◆ **TEXTO**
--------------------

Acórdãos STA

Acórdão do Supremo Tribunal Administrativo
Processo:01113/08
Data do Acordão:04/15/2009
Tribunal:2 SECÇÃO
Relator:MIRANDA DE PACHECO
Descritores:CONTRA-ORDENAÇÃO FISCAL
CONCURSO DE INFRACÇÕES
CÚMULO JURÍDICO
Sumário: De harmonia com o disposto no artigo 25.º do RGIT [redacção introduzida pelo artigo 113.º da Lei n.º 64-A/2008, de 31 de Dezembro, (Orçamento Geral do Estado)] a prática de várias infracções fiscais é punida com uma única coima.
Nº Convencional:JSTA000P10354
Nº do Documento:SA22009041501113
Recorrente:A...
Recorrido 1:FAZENDA PÚBLICA
Votação:UNANIMIDADE
Aditamento:
Texto Integral: Acordam na Secção do Contencioso Tributário do Supremo Tribunal Administrativo:
1 – A…, inconformada com a sentença do Tribunal Tributário de Lisboa que julgou improcedente o recurso que interpôs do despacho do Director de Finanças de Lisboa que lhe aplicou uma coima no valor de € 10.706.00, por ter entregue a declaração de IVA referente ao mês de Março de 2001, no prazo legal mas desacompanhada do respectivo meio de pagamento, dela vem interpor o presente recurso, formulando as seguintes conclusões:
1. No presente processo, a Recorrente foi acusada da prática de uma contra-ordenação por ter apresentado a declaração periódica de IVA no prazo legal embora não acompanhada do respectivo meio de pagamento.

--------------------

◆ **EXCERTOS DE DADOS**
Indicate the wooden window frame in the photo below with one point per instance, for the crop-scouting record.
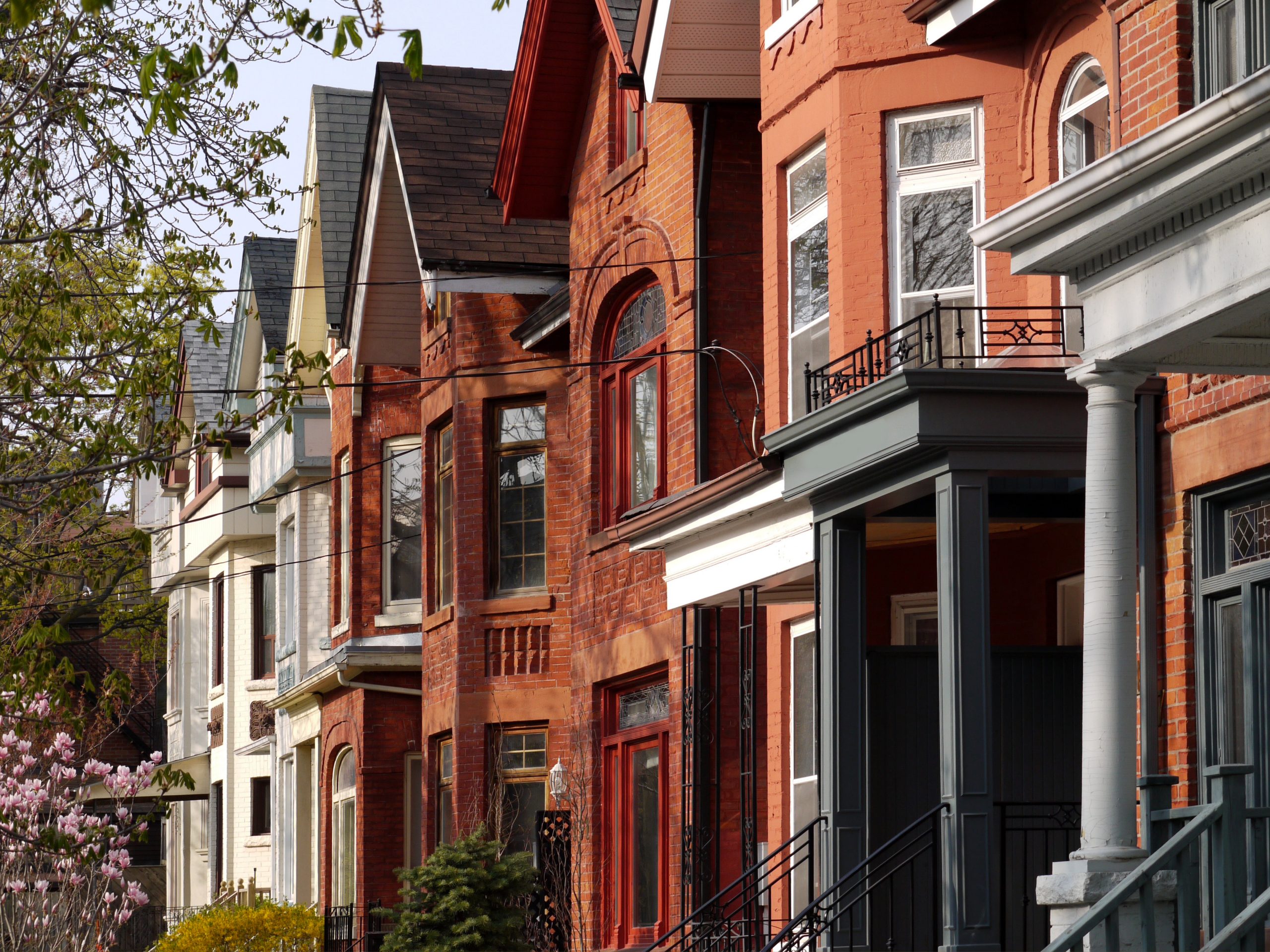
(263, 644)
(218, 631)
(615, 416)
(498, 450)
(444, 516)
(618, 757)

--------------------

◆ **EXERCÍCIO ESCRITO 1**
Devolva todas as linhas que contêm a palavra "point", tendo em conta a distinção entre maiúsculas e minúsculas.
◆ **EXERCÍCIO ESCRITO 2**
Prossiga o acórdão sobre a coima de IVA a partir da última frase apresentada.
O acórdão e as linhas têm origens distintas.

◆ **RESPOSTA FINAL 1**
Indicate the wooden window frame in the photo below with one point per instance, for the crop-scouting record.

◆ **RESPOSTA FINAL 2**
2. A mesma infracção (relativamente a outros períodos) realizada pela ora Recorrente foi-lhe imputada noutros processos de contra-ordenação referentes ao período entre o início de 2003 e o final de 2005.
3. Por isso, à Recorrente não deverá ser imputada a prática de uma contra-ordenação isolada, mas sim de uma contra-ordenação continuada, porquanto se verificam, in casu, todos os pressupostos legais do art. 30º, n.º 2 do Código Penal, aplicável por força do art. 3° b) e 19° RGIT e art. 32° RGCO.
4. Tal como o crime continuado, a contra-ordenação continuada é punível com a pena aplicável à conduta mais grave que integra a continuação.
5. Tendo a Administração Tributária instaurado um processo de contra-ordenação por cada um dos períodos em relação aos quais não foi pago o imposto, aplicando uma coima por cada um dos comportamentos omissivos, violou as normas respeitantes à previsão e punição das infracções continuadas, nomeadamente, o art. 19. ° do RGCO, 20°, n.º 2 e 79.° do Código Penal, aplicáveis subsidiariamente em matéria de contra-ordenações fiscais por força dos arts. 3°, alínea b) do RGIT e 32.° do RGCO.
6. Assim, o presente processo de contra-ordenação é ilegal, devendo ser arquivado e, em seu lugar, ser instaurado um único processo de contra-ordenação por todos os comportamentos omissivos da Recorrente ao qual deverá ser aplicável a coima prevista no art. 114°, n.º 2 do RGIT, com o agravamento previsto no art. 26°, n.º 4 do mesmo código, sendo os respectivos intervalos determinados pela mais elevada prestação tributária em falta.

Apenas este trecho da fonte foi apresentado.